* **Excerpt**:
★ ★ ★ ★ ★ ★ ★

Are there any doubts that, some time around the end of this month (maybe a little later), after all of the ballots are transported to one of the eight counting centers around the country, and the final ballot tabulated—or, whether they are all sealed in lead-weighted sacks and dumped somewhere in the Florida Everglades, the way the Americans do—which candidate will have received the mandatory 50-percent minimum of the votes required to avoid a runoff, and be awarded victory in last Saturday’s Afghan national election?
The short-lived protests of 15 of the 16 candidates in Afghanistan’s “landmark presidential elections” (to use a phrase that has been so automatic among the media reporting this event, they don’t even realize that it is equally thought-free) have been either snuffed out or channeled into the ultimately manageable categories that the three-member “panel of experts” named by the UN will investigate—“irregularities,” that is, like disappearing ink, vote rigging, multiple voting, voter intimidation, not enough ballots to go around, and the like. But neither: How can the population of a militarily-, UN-, and NGO-occupied territory—i.e., at least some parts of it—participate in a free and fair test of the popular will in anything more than name? Nor: How can any length a list of candidates, any size of voter turnout (Christian Parenti just reported from Kabul that “the proliferation of fake voting cards meant that many people were able to cast votes multiple times”), any number of polling stations (including the UN’s boast of the “largest post-conflict refugee vote in history” in the camps of Pakistan and Iran), or any size legion of foreign and domestic observers, make up for the fact that one and only one candidate, the titular President of the Transitional State of Afghanistan, has been the military invader’s candidate ever since the establishment of an official Interim Authority in Kabul, 34 very long months ago? Under circumstances such as we find in Afghanistan—it’s a foreign-occupied territory, for Christ’s sake!—what might a vote cast for the sitting President Hamid Karzai really mean? Indeed. Presuming that Saturday’s presidential election really was a test of something, the question arises: A test of what? Each Afghan voter’s assessment of the competing platforms of the 16 candidates? Or the success of the Americans at pulling the whole show off? And the success of everyone else they managed to drag in their tow?

★ ★ ★ ★ ★ ★ ★

* **Dataset excerpts**:

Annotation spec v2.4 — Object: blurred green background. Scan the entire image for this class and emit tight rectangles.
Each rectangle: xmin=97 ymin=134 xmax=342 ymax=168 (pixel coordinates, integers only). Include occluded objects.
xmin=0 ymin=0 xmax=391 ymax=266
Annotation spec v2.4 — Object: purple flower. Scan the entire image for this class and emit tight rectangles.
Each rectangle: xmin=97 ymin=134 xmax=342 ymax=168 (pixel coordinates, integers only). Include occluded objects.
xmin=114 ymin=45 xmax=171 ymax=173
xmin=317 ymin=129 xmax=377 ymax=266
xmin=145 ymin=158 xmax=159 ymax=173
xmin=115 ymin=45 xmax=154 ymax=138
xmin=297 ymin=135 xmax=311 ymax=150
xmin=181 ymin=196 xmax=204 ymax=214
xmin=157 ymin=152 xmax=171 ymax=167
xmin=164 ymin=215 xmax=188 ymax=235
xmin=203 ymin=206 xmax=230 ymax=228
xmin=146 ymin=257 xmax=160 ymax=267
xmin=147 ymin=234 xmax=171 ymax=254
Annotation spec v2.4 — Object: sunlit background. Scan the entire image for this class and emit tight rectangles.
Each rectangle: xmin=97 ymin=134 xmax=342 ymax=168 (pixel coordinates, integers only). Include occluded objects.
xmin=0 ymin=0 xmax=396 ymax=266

★ ★ ★ ★ ★ ★ ★

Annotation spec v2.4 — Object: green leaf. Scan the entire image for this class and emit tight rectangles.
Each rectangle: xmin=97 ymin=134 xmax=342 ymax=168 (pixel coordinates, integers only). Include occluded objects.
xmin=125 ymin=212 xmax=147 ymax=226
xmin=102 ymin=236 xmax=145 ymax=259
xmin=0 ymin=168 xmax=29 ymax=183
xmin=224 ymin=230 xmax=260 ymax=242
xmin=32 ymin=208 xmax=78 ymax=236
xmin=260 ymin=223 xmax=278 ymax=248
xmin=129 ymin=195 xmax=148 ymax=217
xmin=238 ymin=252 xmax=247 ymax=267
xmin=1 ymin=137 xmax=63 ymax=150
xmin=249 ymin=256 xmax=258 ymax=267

★ ★ ★ ★ ★ ★ ★

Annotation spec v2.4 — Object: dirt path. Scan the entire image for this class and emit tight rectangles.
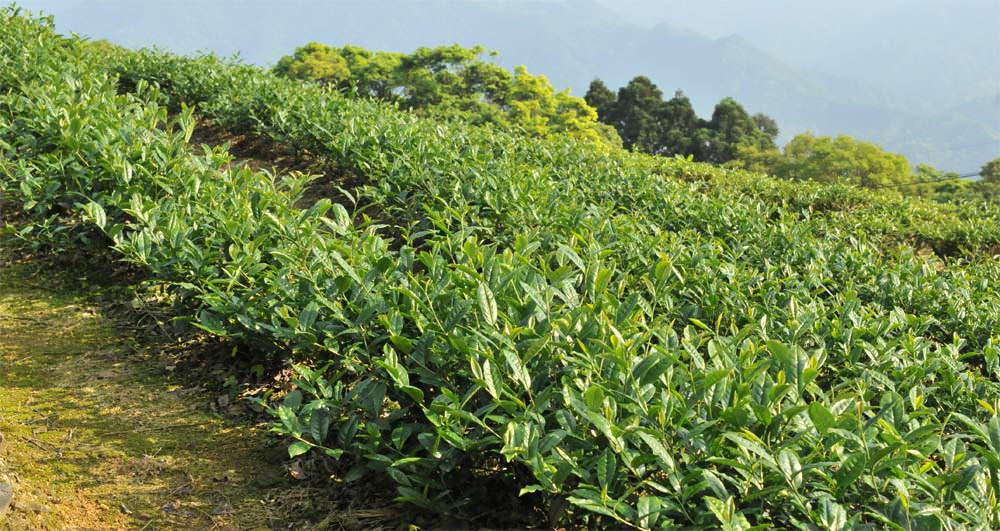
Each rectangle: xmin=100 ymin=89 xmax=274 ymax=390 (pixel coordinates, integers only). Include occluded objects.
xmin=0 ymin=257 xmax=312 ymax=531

★ ★ ★ ★ ★ ★ ★

* **Work to do**:
a: Edit the Afghan election piece between "Are there any" and "Afghan national election?", inclusive, so that "runoff" becomes "second round".
b: Resume the Afghan election piece, picking up right after its final sentence.
The rows have no connection to the Afghan election piece.

* **Set of answers**:
a:
Are there any doubts that, some time around the end of this month (maybe a little later), after all of the ballots are transported to one of the eight counting centers around the country, and the final ballot tabulated—or, whether they are all sealed in lead-weighted sacks and dumped somewhere in the Florida Everglades, the way the Americans do—which candidate will have received the mandatory 50-percent minimum of the votes required to avoid a second round, and be awarded victory in last Saturday’s Afghan national election?

b:
Already as early as Sunday (if not sooner), the American Ambassador to Afghanistan Zalmay Khalilzad—whom a glowing portrait in today’s Irish Times tells us is nicknamed “The Viceroy” and whom the Times itself refers to as the “face of President George W. Bush in Kabul”—began cornering key protest candidates, pressuring them to abandon their announced boycott. These included Mohammad Mohaqeq (ethnic Hazara) and Mohammad Yunus Qanuni (Tajik), both of whom agreed to end their boycott and register their complaints with the “authorities.” By Tuesday, Abdul Rashid Dustum (Uzbek) joined them. The bailout by these three important political figures from Afghanistan’s three largest ethnic minority groups (after the Pashtun, with which President Hamid Karzai identifies himself) killed whatever chances the other candidates may have had in carrying their protests forward. The protest—the exact nature of which it is still hard to determine—beyond the multiple voting and disappearing ink business, that is—petered out as quickly as it began. (“Washington’s Afghan fixer smoothes Karzai’s path,” Oct. 13.)
Or like I said Monday: There was never going to be any party-poopers allowed to crash Saturday’s “landmark presidential elections.” Something historically-cosmically grand is taking place in Afghanistan, we simply must understand. The “international community” intervened in a “failed” state and is now working to set things right. Even better: Intervened in a “failed” state that “harbored” the Al Qaeda-Taliban terrorist network—the perpetrators of acts which are “under no circumstances justifiable by considerations of a political, philosophical, ideological, racial, ethnic, religious or other similar nature,” as the Security Council was to toss down the gauntlet in last Friday’s resolution on “terrorism,” the American construction of the so-called “War on Terror” creeping ever-further onto the agenda of the “international community.” (Res. 1566, Oct. 8; and SC/8214, Oct. 8.) Saturday’s election—no matter how phony, humiliating, and divisive for the real people of Afghanistan (in the neocolonies these days, the role assigned to the captive peoples includes voting in staged elections, digging up mass graves, and learning the language of “truth and reconciliation” to please their foreign masters)—no matter how much the whole show was scripted from the barrel of a gun, beginning with the Americans’—was a demonstration election staged by the major players in this “international community” for their own benefit. And theirs alone. And the last time I checked, they didn’t seem to mind at all. Not one bit. In fact, they couldn’t get enough of their own magnificence.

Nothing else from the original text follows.